Dataset entries
○ ○ ○ ○

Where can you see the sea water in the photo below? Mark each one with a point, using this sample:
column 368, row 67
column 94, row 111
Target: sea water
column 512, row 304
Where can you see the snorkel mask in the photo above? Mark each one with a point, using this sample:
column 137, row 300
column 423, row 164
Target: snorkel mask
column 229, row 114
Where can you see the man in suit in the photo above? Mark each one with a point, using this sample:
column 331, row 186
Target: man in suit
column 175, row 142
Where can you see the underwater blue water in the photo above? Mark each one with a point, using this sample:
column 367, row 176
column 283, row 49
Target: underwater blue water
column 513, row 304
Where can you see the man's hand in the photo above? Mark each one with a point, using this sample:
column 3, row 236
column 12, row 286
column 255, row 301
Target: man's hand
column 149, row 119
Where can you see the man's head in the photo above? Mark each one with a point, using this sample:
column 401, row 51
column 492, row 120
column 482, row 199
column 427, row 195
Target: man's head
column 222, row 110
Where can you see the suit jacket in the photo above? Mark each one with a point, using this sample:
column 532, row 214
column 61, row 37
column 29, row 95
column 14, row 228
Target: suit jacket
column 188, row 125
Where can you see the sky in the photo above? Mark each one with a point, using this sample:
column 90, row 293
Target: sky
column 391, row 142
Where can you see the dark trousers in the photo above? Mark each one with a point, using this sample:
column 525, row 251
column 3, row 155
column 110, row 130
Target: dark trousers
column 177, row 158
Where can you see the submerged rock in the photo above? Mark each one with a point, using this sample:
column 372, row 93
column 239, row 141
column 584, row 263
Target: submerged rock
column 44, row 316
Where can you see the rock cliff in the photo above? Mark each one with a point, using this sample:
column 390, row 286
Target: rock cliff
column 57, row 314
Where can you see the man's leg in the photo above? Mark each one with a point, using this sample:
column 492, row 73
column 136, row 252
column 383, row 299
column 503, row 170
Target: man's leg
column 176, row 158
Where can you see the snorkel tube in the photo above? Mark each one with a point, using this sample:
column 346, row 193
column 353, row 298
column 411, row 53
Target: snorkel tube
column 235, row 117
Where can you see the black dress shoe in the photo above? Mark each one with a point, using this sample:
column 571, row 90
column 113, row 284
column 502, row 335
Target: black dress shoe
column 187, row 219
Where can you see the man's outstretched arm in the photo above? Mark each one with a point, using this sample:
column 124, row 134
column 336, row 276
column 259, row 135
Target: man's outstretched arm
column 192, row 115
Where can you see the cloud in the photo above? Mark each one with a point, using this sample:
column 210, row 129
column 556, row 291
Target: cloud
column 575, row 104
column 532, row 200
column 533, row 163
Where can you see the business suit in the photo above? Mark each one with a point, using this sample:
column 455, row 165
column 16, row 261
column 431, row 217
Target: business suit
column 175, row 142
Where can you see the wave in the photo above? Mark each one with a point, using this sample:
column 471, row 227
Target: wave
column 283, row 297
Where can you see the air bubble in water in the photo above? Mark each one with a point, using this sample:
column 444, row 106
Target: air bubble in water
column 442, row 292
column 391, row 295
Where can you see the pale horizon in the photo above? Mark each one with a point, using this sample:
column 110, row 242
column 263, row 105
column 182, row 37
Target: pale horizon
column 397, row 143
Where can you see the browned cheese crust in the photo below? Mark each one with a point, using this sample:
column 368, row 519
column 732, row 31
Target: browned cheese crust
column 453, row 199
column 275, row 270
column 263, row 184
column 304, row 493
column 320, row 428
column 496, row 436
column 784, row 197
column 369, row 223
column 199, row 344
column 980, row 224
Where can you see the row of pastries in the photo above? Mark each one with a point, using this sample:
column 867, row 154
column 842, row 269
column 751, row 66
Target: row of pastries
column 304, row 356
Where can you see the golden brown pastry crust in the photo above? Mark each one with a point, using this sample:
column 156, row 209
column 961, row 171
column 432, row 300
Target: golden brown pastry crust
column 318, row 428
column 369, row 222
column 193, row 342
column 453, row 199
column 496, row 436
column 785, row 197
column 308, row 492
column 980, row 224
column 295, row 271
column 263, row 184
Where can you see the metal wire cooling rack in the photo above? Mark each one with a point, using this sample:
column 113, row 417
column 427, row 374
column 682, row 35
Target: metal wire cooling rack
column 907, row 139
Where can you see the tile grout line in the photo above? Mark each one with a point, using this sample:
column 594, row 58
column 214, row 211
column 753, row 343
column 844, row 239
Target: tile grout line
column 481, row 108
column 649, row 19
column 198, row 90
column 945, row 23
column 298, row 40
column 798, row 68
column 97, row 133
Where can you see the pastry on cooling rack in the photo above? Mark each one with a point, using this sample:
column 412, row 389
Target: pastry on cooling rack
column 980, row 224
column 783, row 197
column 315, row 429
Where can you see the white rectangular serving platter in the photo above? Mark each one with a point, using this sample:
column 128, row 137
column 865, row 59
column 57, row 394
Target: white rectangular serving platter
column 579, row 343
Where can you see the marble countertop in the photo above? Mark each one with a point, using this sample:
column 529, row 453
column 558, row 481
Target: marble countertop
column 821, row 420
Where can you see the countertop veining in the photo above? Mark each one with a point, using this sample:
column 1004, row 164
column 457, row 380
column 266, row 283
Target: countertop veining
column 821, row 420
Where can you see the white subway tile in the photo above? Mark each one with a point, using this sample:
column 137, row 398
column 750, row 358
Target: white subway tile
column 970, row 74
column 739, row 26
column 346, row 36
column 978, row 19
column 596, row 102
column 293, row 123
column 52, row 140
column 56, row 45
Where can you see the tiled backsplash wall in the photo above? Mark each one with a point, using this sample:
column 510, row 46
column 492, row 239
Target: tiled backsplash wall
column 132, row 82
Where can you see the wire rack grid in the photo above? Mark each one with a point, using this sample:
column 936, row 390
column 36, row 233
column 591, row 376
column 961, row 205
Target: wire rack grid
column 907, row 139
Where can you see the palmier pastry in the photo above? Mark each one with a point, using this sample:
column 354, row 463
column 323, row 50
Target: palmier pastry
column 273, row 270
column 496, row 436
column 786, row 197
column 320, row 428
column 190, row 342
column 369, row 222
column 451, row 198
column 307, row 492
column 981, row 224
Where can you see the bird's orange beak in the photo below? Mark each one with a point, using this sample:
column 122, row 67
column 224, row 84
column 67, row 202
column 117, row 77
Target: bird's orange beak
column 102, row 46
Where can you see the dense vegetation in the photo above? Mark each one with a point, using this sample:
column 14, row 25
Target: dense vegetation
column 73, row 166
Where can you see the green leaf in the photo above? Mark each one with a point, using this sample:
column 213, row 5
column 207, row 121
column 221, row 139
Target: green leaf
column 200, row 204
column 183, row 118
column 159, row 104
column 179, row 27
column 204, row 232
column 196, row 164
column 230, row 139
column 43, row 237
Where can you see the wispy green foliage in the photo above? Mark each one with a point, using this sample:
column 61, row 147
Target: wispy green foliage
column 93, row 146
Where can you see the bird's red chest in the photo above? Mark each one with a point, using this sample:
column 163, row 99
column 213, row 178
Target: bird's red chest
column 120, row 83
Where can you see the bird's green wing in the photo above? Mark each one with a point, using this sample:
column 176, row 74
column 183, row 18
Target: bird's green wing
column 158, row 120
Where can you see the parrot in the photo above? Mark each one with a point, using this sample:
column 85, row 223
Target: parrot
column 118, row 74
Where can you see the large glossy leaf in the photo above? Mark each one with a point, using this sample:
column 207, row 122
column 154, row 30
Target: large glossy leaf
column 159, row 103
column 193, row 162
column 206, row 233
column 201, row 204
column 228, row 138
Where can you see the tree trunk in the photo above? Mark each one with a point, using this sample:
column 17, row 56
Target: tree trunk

○ ○ ○ ○

Task to complete: Nothing may be left out. Retype all the entries exactly.

Task answer:
Where can you see the sea water in the photo below? Mark each one with a point, using this sample:
column 368, row 67
column 94, row 111
Target: sea water
column 512, row 304
Where can you see the snorkel mask in the photo above? Mark each one with a point, using this sample:
column 137, row 300
column 423, row 164
Target: snorkel mask
column 229, row 114
Where can you see the man in suit in the photo above? Mark each one with a point, using this sample:
column 331, row 186
Target: man in suit
column 175, row 142
Where can you see the underwater blue water in the photo above? Mark each one with a point, using this sample:
column 367, row 176
column 283, row 49
Target: underwater blue water
column 513, row 304
Where can you see the man's hand in the photo above? Mark each one with a point, using this sample:
column 3, row 236
column 12, row 286
column 255, row 301
Target: man's hand
column 149, row 119
Where can you see the man's head in the photo above? Mark each one with a point, using this sample:
column 401, row 51
column 492, row 120
column 482, row 199
column 427, row 195
Target: man's head
column 222, row 110
Where can you see the suit jacket in the photo above? Mark each one with a point, using this sample:
column 532, row 214
column 61, row 37
column 29, row 95
column 14, row 228
Target: suit jacket
column 188, row 125
Where can you see the sky in the photo above? Mark each one with a point, using this sample:
column 90, row 293
Target: sky
column 391, row 142
Where can you see the dark trousers in the photo above? Mark each one with a point, using this sample:
column 525, row 251
column 3, row 155
column 110, row 130
Target: dark trousers
column 177, row 158
Where can you see the submerged rock in the photo above? Mark each one with a point, using this sample:
column 372, row 93
column 239, row 141
column 584, row 263
Target: submerged rock
column 44, row 316
Where can you see the rock cliff in the photo above? Mark each one with a point, using this sample:
column 390, row 286
Target: rock cliff
column 57, row 314
Where can you see the man's leg in the photo above? Mark each one with a point, using this sample:
column 492, row 73
column 136, row 252
column 383, row 299
column 503, row 170
Target: man's leg
column 176, row 158
Where can you see the snorkel tube in the photo above? Mark each one with a point, using this sample:
column 346, row 193
column 353, row 298
column 411, row 53
Target: snorkel tube
column 235, row 117
Where can you see the black dress shoe in the photo above? Mark each one with a point, using this sample:
column 571, row 90
column 113, row 284
column 502, row 335
Target: black dress shoe
column 187, row 219
Where can you see the man's outstretched arm in the photo above? Mark each one with a point, using this sample:
column 124, row 134
column 336, row 276
column 259, row 135
Target: man's outstretched arm
column 192, row 115
Where can you see the cloud in the photo above? Mark each one with a point, using this sample:
column 210, row 129
column 556, row 291
Target: cloud
column 575, row 104
column 532, row 200
column 533, row 163
Where can you see the business suit in the photo above? Mark each one with a point, using this sample:
column 455, row 165
column 16, row 261
column 431, row 217
Target: business suit
column 175, row 142
Where can you see the wave in the photo above? Mark each one with a point, using this sample:
column 471, row 227
Target: wave
column 283, row 297
Where can you see the air bubble in water in the photo above? Mark each one with a point, using this sample:
column 444, row 106
Target: air bubble in water
column 442, row 292
column 391, row 295
Where can you see the pale horizon in the photo above? Mark each one with a point, using this sample:
column 110, row 242
column 263, row 105
column 182, row 37
Target: pale horizon
column 397, row 143
Where can you see the browned cheese crust in the photo below? Mark each one with a point, using this sample:
column 368, row 519
column 732, row 31
Target: browned cheese crust
column 453, row 199
column 275, row 270
column 263, row 184
column 304, row 493
column 320, row 428
column 496, row 436
column 784, row 197
column 369, row 223
column 199, row 344
column 980, row 224
Where can you see the row of pastries in the photo above? Mark each one with a point, using this sample:
column 867, row 154
column 842, row 269
column 751, row 66
Target: row of pastries
column 304, row 356
Where can you see the golden brown pastry crust in the photo above? Mark each one with a point, using this sample:
column 156, row 209
column 961, row 171
column 432, row 300
Target: golden brown pastry crust
column 318, row 428
column 369, row 222
column 193, row 342
column 453, row 199
column 496, row 436
column 785, row 197
column 308, row 492
column 980, row 224
column 295, row 271
column 263, row 184
Where can you see the metal wire cooling rack in the photo above? Mark each one with a point, using this sample:
column 113, row 417
column 427, row 374
column 682, row 35
Target: metal wire cooling rack
column 907, row 139
Where can you see the tile grout line in the photo above? Mark each one with a point, using this sample:
column 594, row 58
column 214, row 211
column 753, row 343
column 844, row 239
Target: tile grout line
column 481, row 108
column 649, row 19
column 198, row 90
column 945, row 23
column 298, row 40
column 798, row 68
column 97, row 133
Where can you see the pastry on cooling rack in the photo above? Mark each one with a point, using this sample:
column 412, row 389
Target: pastry on cooling rack
column 980, row 224
column 783, row 197
column 315, row 429
Where can you see the white rectangular serving platter in the photo above? Mark each one with a point, using this sample:
column 128, row 137
column 865, row 59
column 57, row 394
Target: white rectangular serving platter
column 579, row 343
Where can you see the marble countertop in the photo above? Mark each one with a point, using this sample:
column 529, row 453
column 558, row 481
Target: marble countertop
column 821, row 420
Where can you see the countertop veining in the photo above? Mark each one with a point, using this sample:
column 1004, row 164
column 457, row 380
column 266, row 283
Target: countertop veining
column 821, row 420
Where can you see the white subway tile in the photo above? Mark each one with a point, using this sample:
column 137, row 398
column 750, row 358
Target: white subway tile
column 970, row 74
column 739, row 26
column 346, row 36
column 978, row 19
column 596, row 102
column 293, row 123
column 52, row 140
column 56, row 45
Where can you see the tiled backsplash wall in the photo above? Mark each one with a point, using this sample:
column 510, row 46
column 492, row 239
Target: tiled backsplash wall
column 132, row 82
Where can you see the wire rack grid in the photo above? Mark each one with a point, using this sample:
column 936, row 390
column 36, row 233
column 591, row 376
column 961, row 205
Target: wire rack grid
column 907, row 139
Where can you see the palmier pastry in the photo above? Mark each one with a point, using this sample:
column 354, row 463
column 323, row 50
Target: palmier pastry
column 273, row 270
column 496, row 436
column 786, row 197
column 320, row 428
column 190, row 342
column 369, row 222
column 451, row 198
column 307, row 492
column 981, row 224
Where can you see the bird's orange beak in the photo below? Mark each one with a point, using this sample:
column 122, row 67
column 224, row 84
column 67, row 202
column 117, row 77
Target: bird's orange beak
column 102, row 46
Where can you see the dense vegetation in the photo above? Mark each one with a point, using this sample:
column 14, row 25
Target: dense vegetation
column 73, row 166
Where can you see the green leaf in the photo above? Mark each one with a point, using this sample:
column 213, row 5
column 207, row 121
column 221, row 139
Target: green leaf
column 200, row 204
column 183, row 118
column 159, row 104
column 179, row 27
column 204, row 232
column 196, row 164
column 230, row 139
column 43, row 237
Where can you see the wispy green foliage in the photo above? Mark each one with a point, using this sample:
column 61, row 147
Target: wispy green foliage
column 93, row 146
Where can you see the bird's red chest in the photo above? Mark each one with a point, using this sample:
column 163, row 99
column 213, row 178
Target: bird's red chest
column 120, row 83
Where can you see the bird's green wing in the photo above? Mark each one with a point, using this sample:
column 176, row 74
column 183, row 18
Target: bird's green wing
column 158, row 120
Where can you see the parrot in the photo above? Mark each one with a point, using this sample:
column 85, row 223
Target: parrot
column 118, row 74
Where can you see the large glossy leaf in the photo above? Mark each one with a point, using this sample:
column 207, row 122
column 154, row 30
Target: large glossy leaf
column 159, row 103
column 193, row 162
column 206, row 233
column 201, row 204
column 228, row 138
Where can you see the tree trunk in the photo above? Mark each one with a point, using this sample:
column 17, row 56
Target: tree trunk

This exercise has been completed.